WHAT YOU ARE ASKED TO DO =>
Reproduce everything in the data from the line containing "instance of blue" down to the line containing "[330,480,850,744]", both lines included, without any changes.

DATA PROVIDED =>
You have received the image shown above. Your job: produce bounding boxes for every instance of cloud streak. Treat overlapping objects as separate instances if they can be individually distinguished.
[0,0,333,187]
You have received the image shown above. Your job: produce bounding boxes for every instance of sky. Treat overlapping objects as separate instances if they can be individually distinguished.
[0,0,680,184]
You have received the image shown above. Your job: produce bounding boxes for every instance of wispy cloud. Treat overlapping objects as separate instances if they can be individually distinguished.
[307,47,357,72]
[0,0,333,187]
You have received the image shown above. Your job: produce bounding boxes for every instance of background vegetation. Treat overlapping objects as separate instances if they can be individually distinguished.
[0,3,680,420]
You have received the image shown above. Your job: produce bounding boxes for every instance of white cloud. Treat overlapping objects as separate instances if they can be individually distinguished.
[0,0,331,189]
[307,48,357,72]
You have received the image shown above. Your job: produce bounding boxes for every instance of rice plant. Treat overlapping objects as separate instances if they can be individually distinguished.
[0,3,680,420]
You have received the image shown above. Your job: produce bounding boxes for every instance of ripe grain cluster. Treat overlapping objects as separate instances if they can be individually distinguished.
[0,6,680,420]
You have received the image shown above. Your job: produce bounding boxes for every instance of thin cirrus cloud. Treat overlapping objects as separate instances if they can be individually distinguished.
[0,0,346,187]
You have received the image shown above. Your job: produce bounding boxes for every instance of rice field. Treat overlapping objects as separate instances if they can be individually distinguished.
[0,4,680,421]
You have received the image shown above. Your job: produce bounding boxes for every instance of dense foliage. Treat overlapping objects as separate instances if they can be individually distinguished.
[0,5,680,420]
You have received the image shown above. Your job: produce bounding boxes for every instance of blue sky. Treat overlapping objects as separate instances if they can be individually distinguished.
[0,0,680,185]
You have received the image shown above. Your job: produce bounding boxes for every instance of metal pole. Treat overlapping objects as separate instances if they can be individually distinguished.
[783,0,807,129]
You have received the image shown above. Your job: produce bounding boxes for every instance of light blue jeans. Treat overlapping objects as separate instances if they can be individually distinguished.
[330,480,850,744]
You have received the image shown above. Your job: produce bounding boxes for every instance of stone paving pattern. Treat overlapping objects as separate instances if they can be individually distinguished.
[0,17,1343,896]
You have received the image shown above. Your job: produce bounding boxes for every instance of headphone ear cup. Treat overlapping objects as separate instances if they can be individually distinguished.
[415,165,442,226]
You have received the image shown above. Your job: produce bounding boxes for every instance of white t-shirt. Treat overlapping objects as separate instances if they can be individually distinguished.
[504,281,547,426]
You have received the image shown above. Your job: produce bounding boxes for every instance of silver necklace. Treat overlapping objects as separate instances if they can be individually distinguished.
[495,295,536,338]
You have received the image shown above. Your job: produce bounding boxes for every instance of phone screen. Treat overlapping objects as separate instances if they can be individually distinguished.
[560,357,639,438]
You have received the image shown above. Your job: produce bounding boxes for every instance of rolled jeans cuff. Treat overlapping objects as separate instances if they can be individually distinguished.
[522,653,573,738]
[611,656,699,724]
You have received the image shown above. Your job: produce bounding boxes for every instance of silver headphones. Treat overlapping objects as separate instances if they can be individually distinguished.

EXERCISE RESULT =>
You have received the image shown above. Your job: produce bounding boxes for every instance of blue sky. Treat overlapping objects as separate instances if they can be individually distinguished.
[0,0,680,185]
You have received the image shown above. Your job: produce bounding boxes for every instance of metal pole. Treat overlapping objects as separate instances if they can be individually distinguished.
[783,0,807,129]
You have received the image shown above. Your job: produce bounding boxes for every instance of light blue jeans. Treat overlapping objects as separate instances if they can be individually distinguished.
[330,480,850,744]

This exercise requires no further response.